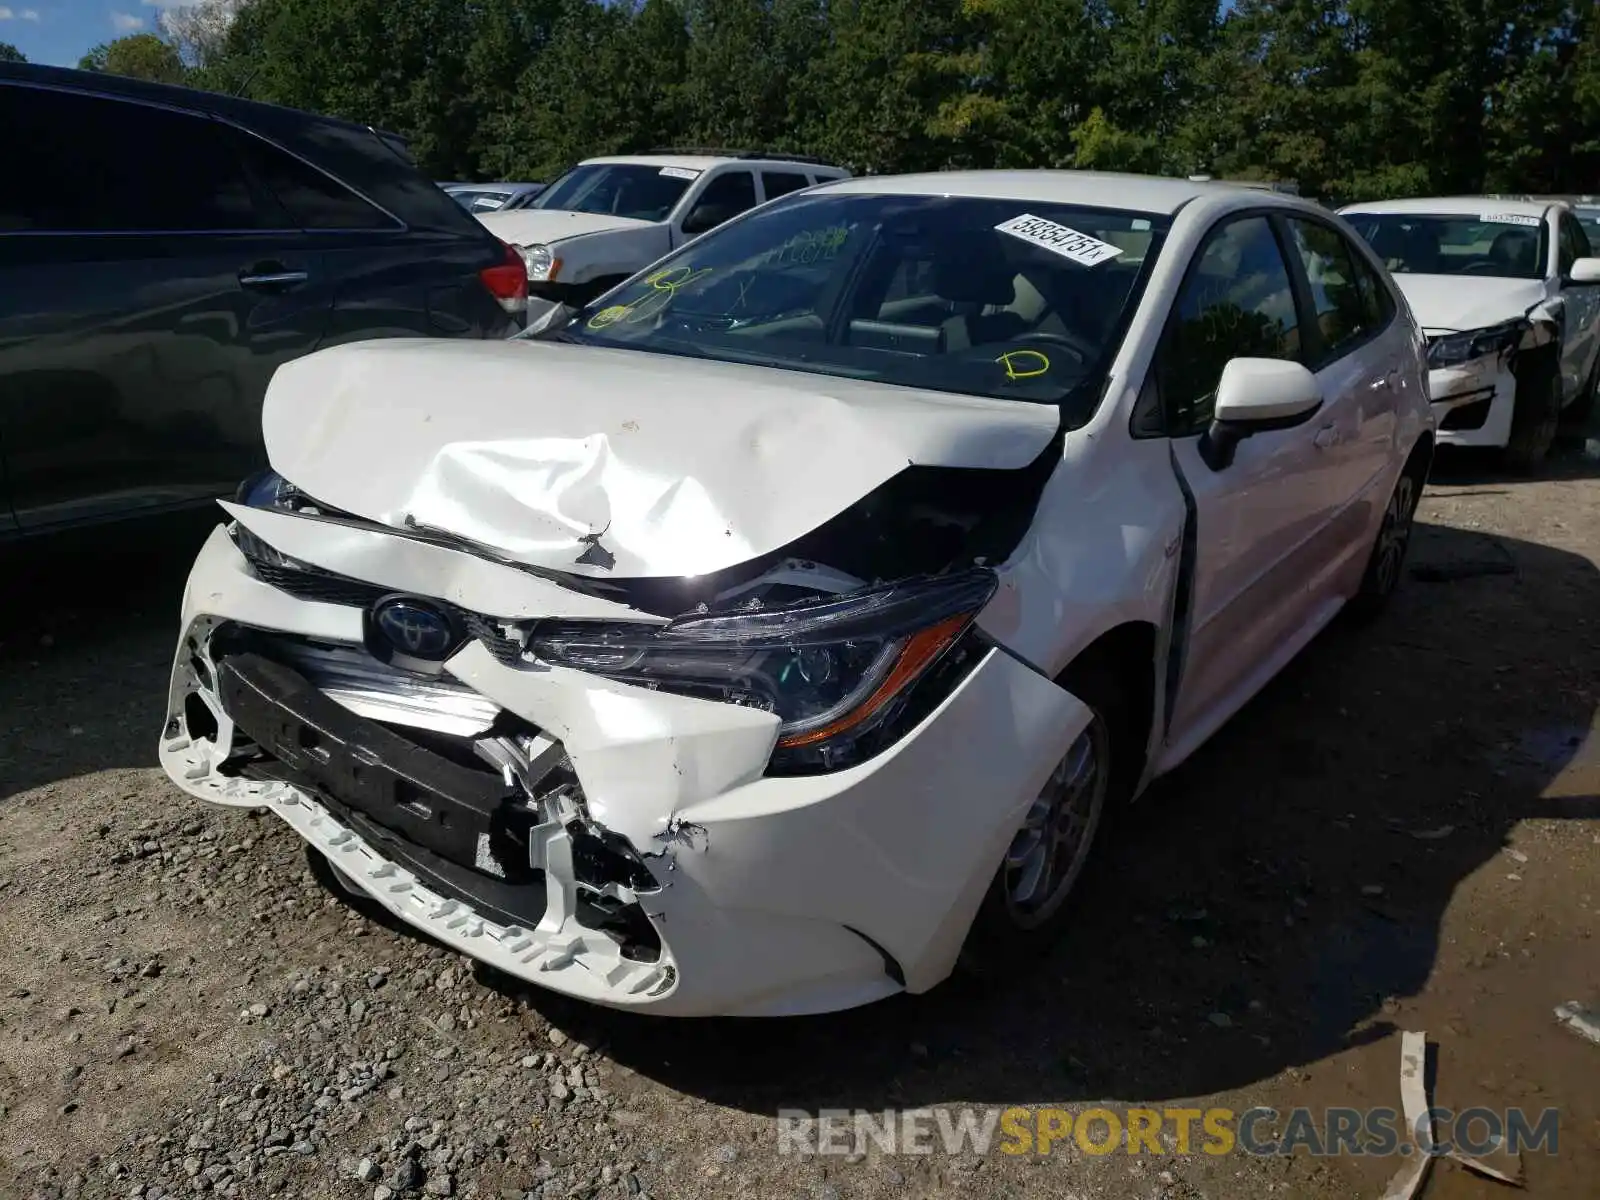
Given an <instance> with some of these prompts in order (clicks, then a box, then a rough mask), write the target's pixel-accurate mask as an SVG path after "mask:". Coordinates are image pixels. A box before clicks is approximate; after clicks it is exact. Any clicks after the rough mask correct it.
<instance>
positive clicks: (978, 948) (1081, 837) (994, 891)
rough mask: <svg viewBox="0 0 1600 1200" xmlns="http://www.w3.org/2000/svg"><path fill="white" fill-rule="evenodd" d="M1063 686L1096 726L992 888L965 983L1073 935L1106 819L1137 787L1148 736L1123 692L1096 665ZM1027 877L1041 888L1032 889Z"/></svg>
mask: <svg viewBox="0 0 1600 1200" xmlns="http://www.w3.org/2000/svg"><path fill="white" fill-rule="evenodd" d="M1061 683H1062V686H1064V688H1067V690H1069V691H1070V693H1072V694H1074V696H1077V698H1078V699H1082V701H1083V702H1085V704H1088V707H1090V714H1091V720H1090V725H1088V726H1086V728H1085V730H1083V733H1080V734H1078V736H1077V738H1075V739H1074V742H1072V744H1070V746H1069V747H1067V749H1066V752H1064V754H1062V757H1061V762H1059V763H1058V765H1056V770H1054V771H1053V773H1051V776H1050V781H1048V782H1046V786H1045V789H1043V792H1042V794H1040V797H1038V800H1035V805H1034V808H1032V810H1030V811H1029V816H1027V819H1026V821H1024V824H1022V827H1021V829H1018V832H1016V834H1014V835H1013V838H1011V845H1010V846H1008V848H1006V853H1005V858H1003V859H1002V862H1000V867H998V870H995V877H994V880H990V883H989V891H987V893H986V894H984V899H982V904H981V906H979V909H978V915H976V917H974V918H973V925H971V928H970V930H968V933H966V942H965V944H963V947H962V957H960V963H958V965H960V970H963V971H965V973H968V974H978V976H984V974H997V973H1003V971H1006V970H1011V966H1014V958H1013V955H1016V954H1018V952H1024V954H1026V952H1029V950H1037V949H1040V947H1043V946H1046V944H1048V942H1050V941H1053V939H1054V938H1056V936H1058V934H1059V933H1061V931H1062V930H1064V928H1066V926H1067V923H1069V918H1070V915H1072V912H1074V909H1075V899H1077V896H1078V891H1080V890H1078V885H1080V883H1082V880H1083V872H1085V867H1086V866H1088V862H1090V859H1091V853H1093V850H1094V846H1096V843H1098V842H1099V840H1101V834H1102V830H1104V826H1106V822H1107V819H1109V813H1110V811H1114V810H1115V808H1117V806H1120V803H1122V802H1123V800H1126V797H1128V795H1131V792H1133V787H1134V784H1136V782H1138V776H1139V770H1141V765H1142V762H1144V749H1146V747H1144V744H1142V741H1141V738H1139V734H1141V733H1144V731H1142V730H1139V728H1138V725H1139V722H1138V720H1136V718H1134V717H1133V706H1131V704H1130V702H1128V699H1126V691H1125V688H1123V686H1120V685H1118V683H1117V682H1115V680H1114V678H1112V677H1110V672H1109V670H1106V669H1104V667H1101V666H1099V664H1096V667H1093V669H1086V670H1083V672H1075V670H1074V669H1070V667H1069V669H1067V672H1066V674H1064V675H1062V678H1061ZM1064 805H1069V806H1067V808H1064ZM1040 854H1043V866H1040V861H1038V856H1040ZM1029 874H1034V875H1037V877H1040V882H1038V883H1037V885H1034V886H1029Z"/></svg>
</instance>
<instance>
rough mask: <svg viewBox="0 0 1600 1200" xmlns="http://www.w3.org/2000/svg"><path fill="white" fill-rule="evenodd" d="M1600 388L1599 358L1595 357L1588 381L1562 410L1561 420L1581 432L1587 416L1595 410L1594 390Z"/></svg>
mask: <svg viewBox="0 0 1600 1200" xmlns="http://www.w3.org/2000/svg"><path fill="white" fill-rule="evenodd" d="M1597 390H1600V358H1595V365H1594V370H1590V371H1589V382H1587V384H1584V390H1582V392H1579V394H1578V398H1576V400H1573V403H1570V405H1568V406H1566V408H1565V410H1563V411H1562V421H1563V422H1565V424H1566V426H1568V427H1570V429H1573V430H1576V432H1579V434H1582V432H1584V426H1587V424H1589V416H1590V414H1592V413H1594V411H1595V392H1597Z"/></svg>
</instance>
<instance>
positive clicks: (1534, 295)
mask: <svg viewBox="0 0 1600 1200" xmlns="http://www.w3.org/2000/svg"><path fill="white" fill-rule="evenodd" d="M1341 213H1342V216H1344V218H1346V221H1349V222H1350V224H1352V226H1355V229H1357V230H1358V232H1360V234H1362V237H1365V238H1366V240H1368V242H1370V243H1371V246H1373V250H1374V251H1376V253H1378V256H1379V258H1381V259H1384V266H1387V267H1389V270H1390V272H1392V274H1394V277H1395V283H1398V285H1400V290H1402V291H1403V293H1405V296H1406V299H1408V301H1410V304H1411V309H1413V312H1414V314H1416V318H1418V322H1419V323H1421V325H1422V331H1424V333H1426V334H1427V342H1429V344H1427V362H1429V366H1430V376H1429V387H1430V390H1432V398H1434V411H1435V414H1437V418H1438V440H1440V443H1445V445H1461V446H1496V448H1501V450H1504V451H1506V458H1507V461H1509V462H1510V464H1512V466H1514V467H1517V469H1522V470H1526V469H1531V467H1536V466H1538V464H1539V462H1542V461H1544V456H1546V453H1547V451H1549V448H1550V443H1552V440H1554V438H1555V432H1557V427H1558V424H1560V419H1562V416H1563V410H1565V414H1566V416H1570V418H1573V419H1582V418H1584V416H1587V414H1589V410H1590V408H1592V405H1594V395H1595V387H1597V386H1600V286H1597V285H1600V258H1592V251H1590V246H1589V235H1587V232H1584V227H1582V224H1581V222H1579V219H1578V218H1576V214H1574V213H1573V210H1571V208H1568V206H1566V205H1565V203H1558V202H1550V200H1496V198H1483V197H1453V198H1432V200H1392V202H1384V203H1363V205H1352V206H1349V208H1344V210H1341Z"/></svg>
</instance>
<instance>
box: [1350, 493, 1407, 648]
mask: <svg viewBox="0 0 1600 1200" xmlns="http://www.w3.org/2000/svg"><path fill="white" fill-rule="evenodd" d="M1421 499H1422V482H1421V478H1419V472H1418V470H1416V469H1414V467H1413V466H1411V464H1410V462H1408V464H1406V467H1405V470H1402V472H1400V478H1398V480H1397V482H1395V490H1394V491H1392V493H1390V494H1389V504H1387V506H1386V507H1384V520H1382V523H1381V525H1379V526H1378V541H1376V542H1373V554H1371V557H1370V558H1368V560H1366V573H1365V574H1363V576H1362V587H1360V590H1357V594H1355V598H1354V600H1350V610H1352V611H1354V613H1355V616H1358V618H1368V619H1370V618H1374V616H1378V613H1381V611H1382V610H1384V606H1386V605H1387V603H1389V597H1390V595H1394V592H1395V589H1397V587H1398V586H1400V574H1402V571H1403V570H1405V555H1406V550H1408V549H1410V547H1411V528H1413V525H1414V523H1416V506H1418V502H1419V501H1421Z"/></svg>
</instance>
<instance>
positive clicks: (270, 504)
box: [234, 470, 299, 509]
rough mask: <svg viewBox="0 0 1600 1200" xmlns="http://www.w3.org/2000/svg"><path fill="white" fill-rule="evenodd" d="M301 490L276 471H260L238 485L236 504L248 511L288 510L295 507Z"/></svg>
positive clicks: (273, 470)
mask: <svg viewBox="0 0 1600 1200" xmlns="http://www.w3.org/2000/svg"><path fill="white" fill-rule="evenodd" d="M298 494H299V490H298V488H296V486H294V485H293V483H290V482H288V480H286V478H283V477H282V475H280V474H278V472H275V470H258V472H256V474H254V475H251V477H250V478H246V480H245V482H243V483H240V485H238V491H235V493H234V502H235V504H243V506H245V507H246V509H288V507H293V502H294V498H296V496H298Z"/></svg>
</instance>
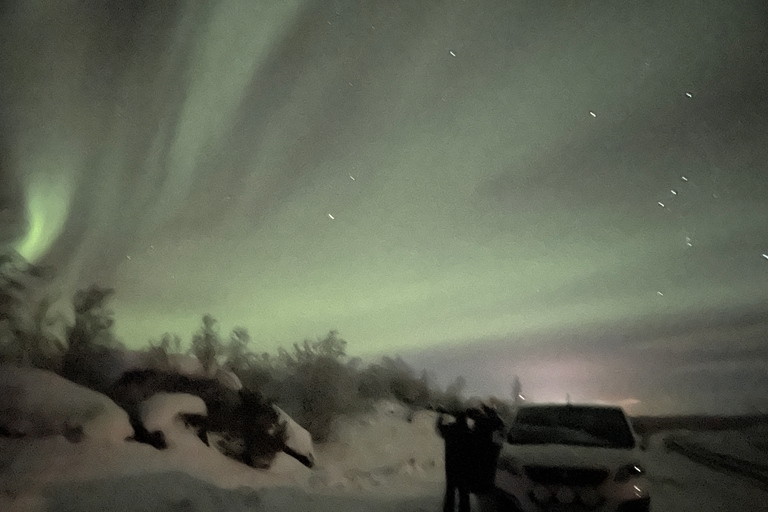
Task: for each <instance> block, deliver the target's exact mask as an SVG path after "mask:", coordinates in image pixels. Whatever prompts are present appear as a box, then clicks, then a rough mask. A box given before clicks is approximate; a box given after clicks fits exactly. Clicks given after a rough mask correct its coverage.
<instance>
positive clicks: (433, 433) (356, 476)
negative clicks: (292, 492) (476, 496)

== Task prompt ==
Copy the records above from the first line through the line containing "positive clicks: (978, 948)", both included, and leave out any pictures.

== Exercise response ==
Given an <instance> with some of these prompts in order (clicks, then a box, then a rough mask), write the target's pixel-accurate mask as an SVG path after "mask:". Coordinates are image pixels. A box before clicks is approximate; after clicks it is exact. Any clicks after the rough mask correct it.
<instance>
positive clicks: (978, 948) (1081, 837) (994, 891)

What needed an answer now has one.